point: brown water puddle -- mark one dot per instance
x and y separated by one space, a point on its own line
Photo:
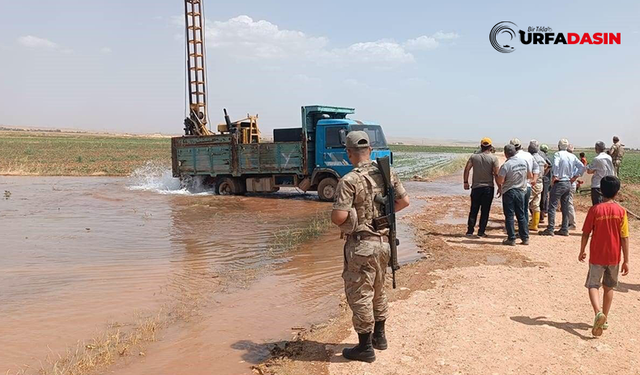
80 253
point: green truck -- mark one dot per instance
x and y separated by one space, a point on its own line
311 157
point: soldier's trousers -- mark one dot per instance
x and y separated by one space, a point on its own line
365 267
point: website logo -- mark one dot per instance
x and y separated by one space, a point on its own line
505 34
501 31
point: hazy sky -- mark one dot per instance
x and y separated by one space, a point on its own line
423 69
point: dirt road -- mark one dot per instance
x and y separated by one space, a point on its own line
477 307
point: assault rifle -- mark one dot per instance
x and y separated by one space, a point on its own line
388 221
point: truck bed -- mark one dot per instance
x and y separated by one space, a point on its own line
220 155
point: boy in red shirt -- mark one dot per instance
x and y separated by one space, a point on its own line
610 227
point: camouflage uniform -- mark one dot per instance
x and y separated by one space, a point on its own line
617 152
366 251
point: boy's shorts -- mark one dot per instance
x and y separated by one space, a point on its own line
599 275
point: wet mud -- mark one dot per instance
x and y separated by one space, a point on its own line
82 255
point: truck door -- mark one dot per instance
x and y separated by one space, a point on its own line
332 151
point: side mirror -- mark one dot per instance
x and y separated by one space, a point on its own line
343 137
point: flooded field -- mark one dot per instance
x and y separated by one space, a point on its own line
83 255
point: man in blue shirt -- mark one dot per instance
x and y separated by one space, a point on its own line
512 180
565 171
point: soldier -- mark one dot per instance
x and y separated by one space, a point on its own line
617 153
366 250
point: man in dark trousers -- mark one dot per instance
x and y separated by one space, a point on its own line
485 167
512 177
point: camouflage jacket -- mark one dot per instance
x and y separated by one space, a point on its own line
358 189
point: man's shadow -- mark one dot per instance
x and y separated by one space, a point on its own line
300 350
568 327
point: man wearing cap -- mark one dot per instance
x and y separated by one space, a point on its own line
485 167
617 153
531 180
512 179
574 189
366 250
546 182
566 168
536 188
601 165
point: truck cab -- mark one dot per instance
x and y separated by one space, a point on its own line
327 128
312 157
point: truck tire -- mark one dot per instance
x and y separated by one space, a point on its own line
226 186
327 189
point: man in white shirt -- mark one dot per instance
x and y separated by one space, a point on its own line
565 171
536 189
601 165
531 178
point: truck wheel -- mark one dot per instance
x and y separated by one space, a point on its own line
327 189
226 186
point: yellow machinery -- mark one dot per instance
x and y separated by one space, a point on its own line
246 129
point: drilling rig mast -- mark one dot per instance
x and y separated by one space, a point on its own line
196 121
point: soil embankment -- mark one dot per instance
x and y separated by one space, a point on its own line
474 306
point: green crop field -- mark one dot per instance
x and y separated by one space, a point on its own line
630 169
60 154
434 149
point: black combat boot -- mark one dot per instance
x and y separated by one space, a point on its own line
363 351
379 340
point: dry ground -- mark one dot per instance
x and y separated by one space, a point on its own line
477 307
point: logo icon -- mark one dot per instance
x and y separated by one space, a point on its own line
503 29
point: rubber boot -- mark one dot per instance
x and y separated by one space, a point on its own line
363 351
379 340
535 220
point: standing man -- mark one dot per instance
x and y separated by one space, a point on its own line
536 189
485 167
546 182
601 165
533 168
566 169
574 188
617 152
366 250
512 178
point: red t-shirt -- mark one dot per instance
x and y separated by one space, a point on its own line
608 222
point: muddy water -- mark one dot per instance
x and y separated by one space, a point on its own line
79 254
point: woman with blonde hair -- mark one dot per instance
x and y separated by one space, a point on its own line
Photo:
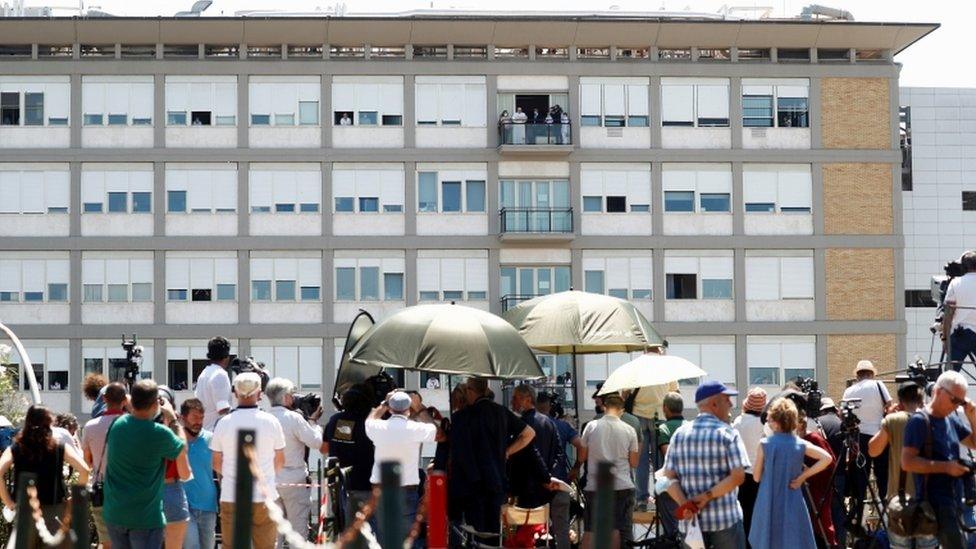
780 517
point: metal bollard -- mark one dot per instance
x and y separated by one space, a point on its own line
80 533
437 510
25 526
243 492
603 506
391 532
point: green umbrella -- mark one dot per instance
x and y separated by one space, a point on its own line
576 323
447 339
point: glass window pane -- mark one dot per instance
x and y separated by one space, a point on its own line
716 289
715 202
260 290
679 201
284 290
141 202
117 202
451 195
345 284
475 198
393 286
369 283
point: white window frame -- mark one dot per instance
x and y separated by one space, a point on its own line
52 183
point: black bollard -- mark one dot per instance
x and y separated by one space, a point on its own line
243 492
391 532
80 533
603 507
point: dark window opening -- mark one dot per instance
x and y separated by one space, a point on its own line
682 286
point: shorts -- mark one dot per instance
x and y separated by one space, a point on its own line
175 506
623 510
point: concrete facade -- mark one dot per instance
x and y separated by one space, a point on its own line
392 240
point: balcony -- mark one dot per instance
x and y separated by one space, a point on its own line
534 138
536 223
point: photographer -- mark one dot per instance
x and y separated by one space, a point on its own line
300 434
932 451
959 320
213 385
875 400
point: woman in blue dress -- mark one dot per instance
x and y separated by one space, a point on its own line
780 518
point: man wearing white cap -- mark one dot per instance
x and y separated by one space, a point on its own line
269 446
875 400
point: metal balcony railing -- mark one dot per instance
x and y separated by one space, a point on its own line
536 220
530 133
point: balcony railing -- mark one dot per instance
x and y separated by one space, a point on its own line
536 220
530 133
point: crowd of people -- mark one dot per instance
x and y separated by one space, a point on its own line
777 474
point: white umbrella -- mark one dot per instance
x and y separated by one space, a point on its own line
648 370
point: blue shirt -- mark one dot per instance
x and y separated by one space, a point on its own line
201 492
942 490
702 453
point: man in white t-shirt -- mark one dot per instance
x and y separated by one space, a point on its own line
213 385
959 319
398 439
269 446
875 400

--

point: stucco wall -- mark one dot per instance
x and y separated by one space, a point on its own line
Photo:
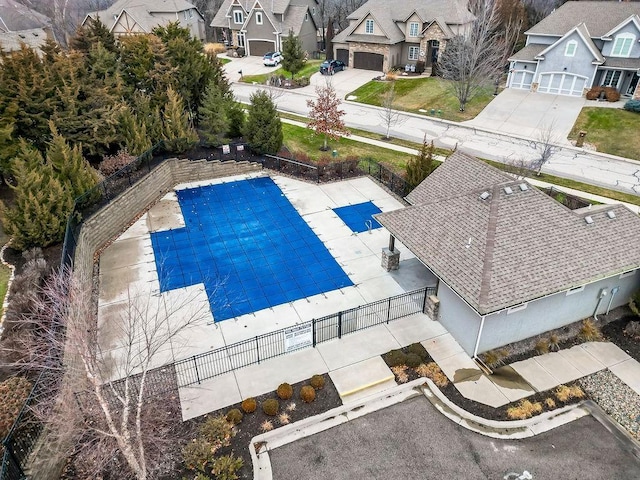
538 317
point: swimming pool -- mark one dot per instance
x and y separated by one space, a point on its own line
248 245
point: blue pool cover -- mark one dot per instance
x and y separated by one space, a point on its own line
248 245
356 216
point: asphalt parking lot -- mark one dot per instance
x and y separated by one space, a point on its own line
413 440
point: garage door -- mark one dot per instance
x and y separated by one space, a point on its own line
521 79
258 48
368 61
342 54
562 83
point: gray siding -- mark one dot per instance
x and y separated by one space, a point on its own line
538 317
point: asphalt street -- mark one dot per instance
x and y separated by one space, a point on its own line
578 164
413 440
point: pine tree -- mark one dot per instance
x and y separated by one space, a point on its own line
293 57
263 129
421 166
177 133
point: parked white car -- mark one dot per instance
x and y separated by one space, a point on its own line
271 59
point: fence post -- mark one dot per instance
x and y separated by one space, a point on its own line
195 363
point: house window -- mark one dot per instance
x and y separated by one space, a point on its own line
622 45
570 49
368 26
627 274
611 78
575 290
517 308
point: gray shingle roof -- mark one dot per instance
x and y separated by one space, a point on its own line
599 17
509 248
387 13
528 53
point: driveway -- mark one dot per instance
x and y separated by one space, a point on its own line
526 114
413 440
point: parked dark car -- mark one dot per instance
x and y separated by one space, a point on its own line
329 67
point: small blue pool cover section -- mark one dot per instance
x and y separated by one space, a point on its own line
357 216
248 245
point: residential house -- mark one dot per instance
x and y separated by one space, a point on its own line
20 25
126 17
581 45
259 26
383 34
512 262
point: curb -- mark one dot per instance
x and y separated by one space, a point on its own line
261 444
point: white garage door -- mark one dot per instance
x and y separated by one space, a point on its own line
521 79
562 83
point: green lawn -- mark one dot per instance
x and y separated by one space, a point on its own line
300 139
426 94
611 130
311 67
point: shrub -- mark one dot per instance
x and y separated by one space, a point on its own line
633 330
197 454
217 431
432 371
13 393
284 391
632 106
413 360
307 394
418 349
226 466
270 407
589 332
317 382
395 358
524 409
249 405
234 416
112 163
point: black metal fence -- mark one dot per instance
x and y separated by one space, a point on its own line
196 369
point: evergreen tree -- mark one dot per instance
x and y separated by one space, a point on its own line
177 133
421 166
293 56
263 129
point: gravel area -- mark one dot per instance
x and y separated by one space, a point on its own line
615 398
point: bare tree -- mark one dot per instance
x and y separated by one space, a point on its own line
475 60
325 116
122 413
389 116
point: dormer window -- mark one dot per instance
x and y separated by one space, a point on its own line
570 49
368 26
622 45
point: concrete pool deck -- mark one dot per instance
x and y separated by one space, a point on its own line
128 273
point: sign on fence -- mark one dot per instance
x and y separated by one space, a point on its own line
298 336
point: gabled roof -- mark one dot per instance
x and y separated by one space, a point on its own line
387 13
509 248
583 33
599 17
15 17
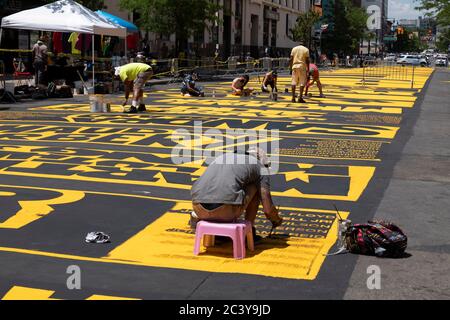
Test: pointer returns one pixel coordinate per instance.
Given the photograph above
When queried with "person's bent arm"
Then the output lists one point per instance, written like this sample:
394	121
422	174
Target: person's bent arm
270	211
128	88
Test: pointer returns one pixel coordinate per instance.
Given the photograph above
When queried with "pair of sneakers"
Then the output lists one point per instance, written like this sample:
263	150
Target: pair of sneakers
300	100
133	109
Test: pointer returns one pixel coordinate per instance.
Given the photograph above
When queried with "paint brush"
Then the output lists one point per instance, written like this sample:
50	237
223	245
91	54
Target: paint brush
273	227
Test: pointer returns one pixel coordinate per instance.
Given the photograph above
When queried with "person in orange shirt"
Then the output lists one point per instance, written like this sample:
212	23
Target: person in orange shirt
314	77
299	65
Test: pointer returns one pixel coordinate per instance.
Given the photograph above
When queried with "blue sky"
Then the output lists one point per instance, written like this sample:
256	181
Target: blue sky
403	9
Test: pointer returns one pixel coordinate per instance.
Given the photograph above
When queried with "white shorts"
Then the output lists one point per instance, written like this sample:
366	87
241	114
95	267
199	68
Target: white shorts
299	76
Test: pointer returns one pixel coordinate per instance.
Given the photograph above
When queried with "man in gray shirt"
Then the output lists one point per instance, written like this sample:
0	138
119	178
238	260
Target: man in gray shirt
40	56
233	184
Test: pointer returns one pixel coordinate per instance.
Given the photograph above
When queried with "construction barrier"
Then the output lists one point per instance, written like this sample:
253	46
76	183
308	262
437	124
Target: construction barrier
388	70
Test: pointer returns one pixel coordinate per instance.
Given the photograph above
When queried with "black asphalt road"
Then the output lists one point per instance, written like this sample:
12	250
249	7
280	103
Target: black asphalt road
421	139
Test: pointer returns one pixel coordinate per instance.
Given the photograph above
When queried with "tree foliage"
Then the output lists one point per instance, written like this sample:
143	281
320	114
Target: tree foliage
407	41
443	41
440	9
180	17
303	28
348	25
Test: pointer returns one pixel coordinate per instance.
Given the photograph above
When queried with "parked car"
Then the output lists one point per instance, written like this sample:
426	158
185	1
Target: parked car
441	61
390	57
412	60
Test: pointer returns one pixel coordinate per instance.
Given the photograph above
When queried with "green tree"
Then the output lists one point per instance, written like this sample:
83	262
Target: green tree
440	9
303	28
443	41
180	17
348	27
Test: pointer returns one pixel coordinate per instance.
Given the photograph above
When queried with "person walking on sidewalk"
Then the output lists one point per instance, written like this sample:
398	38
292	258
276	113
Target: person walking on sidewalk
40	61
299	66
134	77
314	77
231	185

---

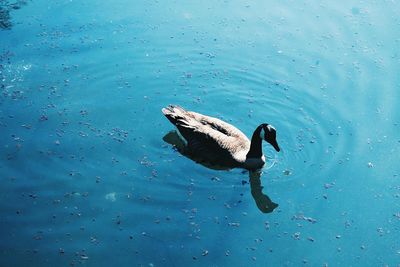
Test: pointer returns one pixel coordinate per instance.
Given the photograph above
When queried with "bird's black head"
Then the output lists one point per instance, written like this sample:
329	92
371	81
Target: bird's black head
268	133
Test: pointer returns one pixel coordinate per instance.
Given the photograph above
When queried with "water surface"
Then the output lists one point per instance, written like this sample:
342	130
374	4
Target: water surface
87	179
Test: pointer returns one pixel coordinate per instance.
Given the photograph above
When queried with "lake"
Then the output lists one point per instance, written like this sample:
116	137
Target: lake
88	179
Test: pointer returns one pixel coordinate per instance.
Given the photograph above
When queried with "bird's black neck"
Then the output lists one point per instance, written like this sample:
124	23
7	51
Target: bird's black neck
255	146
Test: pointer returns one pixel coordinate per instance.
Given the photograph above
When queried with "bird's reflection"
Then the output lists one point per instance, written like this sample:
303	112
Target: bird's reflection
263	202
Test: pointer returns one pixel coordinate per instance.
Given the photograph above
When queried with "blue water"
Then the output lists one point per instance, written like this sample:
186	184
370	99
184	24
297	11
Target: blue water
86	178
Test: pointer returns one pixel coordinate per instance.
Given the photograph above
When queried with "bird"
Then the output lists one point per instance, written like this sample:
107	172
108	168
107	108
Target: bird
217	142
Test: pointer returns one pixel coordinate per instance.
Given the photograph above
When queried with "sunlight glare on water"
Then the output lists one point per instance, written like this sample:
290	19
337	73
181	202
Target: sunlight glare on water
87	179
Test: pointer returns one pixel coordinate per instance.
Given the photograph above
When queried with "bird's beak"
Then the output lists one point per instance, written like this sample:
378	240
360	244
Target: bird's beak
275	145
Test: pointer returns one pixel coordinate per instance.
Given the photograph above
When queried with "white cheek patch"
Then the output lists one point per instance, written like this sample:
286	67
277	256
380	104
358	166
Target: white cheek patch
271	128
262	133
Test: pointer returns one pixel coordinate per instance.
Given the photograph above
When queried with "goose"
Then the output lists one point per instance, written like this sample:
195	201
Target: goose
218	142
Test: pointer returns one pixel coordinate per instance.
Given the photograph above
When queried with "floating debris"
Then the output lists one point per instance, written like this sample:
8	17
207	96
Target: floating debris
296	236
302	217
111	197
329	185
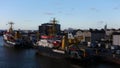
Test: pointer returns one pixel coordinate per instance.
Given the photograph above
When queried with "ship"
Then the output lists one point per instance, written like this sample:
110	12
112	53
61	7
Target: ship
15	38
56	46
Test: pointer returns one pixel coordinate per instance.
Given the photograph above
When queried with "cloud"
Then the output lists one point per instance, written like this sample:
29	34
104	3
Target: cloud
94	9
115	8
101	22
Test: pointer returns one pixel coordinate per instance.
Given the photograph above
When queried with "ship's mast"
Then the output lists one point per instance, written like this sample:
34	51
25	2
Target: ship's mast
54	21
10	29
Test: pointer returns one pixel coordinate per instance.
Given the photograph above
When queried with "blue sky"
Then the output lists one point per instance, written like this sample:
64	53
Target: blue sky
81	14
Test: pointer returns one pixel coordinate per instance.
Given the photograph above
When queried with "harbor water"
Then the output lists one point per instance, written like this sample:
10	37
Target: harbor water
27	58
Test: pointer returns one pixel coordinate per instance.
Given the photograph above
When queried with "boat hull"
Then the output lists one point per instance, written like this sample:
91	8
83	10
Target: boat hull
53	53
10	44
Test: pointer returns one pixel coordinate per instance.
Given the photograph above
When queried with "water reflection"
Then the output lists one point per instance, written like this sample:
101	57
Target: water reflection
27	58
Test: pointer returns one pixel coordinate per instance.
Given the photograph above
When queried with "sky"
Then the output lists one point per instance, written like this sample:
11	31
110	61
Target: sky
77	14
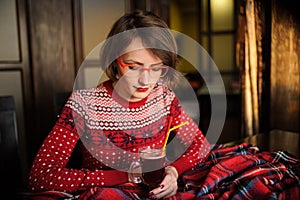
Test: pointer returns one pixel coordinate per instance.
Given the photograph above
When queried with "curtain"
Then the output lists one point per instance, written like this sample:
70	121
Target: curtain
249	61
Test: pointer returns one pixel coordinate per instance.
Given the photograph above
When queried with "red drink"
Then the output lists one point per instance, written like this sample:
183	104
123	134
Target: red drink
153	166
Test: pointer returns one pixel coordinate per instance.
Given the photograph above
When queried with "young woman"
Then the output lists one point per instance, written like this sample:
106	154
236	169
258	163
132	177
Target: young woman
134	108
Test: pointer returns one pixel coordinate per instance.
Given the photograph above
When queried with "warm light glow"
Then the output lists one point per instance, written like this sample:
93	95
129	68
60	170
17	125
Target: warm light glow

ACTION ITEM:
If a line in the records above holds the string "garage", copy it out.

SOLUTION FOR THIS EXERCISE:
point: garage door -- mark one dot per instance
point: white garage door -- mark one dot per instance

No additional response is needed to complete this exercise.